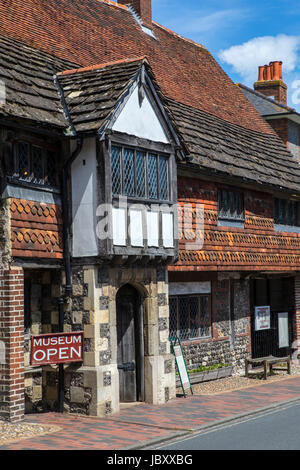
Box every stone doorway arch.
[116,284,145,402]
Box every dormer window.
[14,141,57,187]
[218,189,245,221]
[111,145,170,201]
[274,198,299,227]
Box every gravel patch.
[177,365,300,395]
[0,421,61,445]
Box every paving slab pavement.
[0,376,300,450]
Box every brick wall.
[0,268,24,422]
[169,177,300,271]
[178,279,251,371]
[294,276,300,341]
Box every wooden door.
[117,285,144,402]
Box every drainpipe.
[58,137,83,413]
[61,137,83,298]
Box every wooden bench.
[245,356,291,380]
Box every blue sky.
[152,0,300,112]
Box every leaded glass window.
[111,145,170,201]
[14,141,57,187]
[148,153,158,199]
[159,155,169,200]
[218,189,245,220]
[111,147,122,194]
[32,146,45,183]
[274,198,299,227]
[169,295,211,340]
[47,151,57,186]
[17,142,31,180]
[123,149,135,196]
[135,152,146,197]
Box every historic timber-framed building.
[0,0,300,420]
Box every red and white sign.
[31,331,84,366]
[255,305,271,331]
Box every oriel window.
[218,189,245,221]
[111,145,170,201]
[14,141,57,187]
[274,198,299,227]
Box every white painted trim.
[112,207,126,246]
[112,84,170,144]
[169,281,211,295]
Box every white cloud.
[218,34,300,83]
[178,9,247,33]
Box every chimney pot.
[265,65,272,80]
[254,60,287,105]
[258,65,264,82]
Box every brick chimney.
[254,61,287,105]
[118,0,152,29]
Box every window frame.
[218,187,245,222]
[10,138,58,190]
[273,197,300,227]
[169,294,213,342]
[109,140,172,204]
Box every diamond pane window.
[111,145,170,201]
[47,151,57,186]
[32,146,44,184]
[123,149,135,196]
[111,147,122,194]
[17,142,31,180]
[159,155,169,201]
[274,198,300,227]
[169,297,177,338]
[169,295,211,341]
[189,297,199,338]
[200,296,210,336]
[148,153,158,199]
[178,297,189,339]
[135,152,146,197]
[218,189,245,220]
[14,141,57,187]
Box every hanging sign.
[278,312,290,348]
[255,305,271,331]
[31,331,84,366]
[170,337,193,396]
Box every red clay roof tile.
[0,0,274,134]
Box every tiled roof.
[0,0,274,134]
[0,36,78,128]
[57,58,145,132]
[168,100,300,192]
[237,83,296,116]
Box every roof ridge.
[166,97,281,140]
[57,56,148,76]
[100,0,129,11]
[0,33,79,67]
[236,82,297,112]
[152,21,211,55]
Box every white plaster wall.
[112,87,169,144]
[72,138,98,257]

▶ _Task details_
Can you copy out every entry above again, word for word, leaving out the picture?

▶ _The answer_
Box every stone doorway arch.
[116,284,145,402]
Box every dormer window.
[14,141,57,187]
[218,189,245,221]
[111,145,170,201]
[274,198,299,227]
Box every gravel patch.
[177,365,300,395]
[0,421,61,445]
Box every paving slab pavement.
[0,376,300,450]
Box every brick wall.
[0,268,24,422]
[169,177,300,271]
[178,279,251,371]
[294,276,300,341]
Box every wooden door.
[117,285,144,402]
Box every drainpipe.
[58,137,83,413]
[61,137,83,298]
Box every wooden bench.
[245,356,291,380]
Box every blue sky.
[152,0,300,112]
Box every leaded glass window.
[111,145,170,201]
[14,141,57,187]
[148,153,158,199]
[159,155,169,200]
[218,189,245,220]
[111,147,122,194]
[32,146,45,183]
[274,198,299,227]
[169,295,211,340]
[47,151,57,186]
[17,142,31,180]
[123,149,135,196]
[135,152,146,197]
Box every historic timber-framed building.
[0,0,300,420]
Box every red and white sign.
[31,331,84,366]
[255,305,271,331]
Box every oriel window.
[218,189,245,221]
[111,145,170,201]
[14,141,57,187]
[274,198,299,227]
Box every white painted trim.
[112,207,126,246]
[112,84,170,144]
[169,281,211,295]
Box every white cloud.
[218,34,300,83]
[178,9,247,33]
Box every chimney pot.
[265,65,272,80]
[254,60,287,105]
[258,65,264,82]
Box every brick chimney.
[254,61,287,105]
[118,0,152,29]
Box every window frame.
[218,187,245,222]
[10,138,58,190]
[273,197,300,227]
[169,294,213,342]
[109,140,172,204]
Box every diamond pane window.
[111,145,170,201]
[47,151,57,186]
[32,146,44,184]
[123,149,135,196]
[111,147,122,194]
[17,142,31,180]
[159,155,169,201]
[274,198,300,227]
[169,297,177,338]
[169,295,211,341]
[189,297,199,338]
[200,296,210,336]
[148,153,158,199]
[178,297,189,339]
[135,152,146,197]
[218,189,245,220]
[14,141,57,187]
Box every hanging sign.
[278,312,290,348]
[255,305,271,331]
[31,331,84,366]
[170,337,193,396]
Box every red clay roof tile.
[0,0,274,134]
Box every tiled roof.
[0,0,274,134]
[0,36,78,128]
[57,58,145,132]
[168,100,300,192]
[237,83,296,116]
Box every roof ridge.
[166,97,281,140]
[57,56,148,76]
[100,0,129,11]
[0,33,79,67]
[236,82,297,112]
[152,21,211,55]
Box every white plaster wall.
[112,87,169,144]
[72,138,98,257]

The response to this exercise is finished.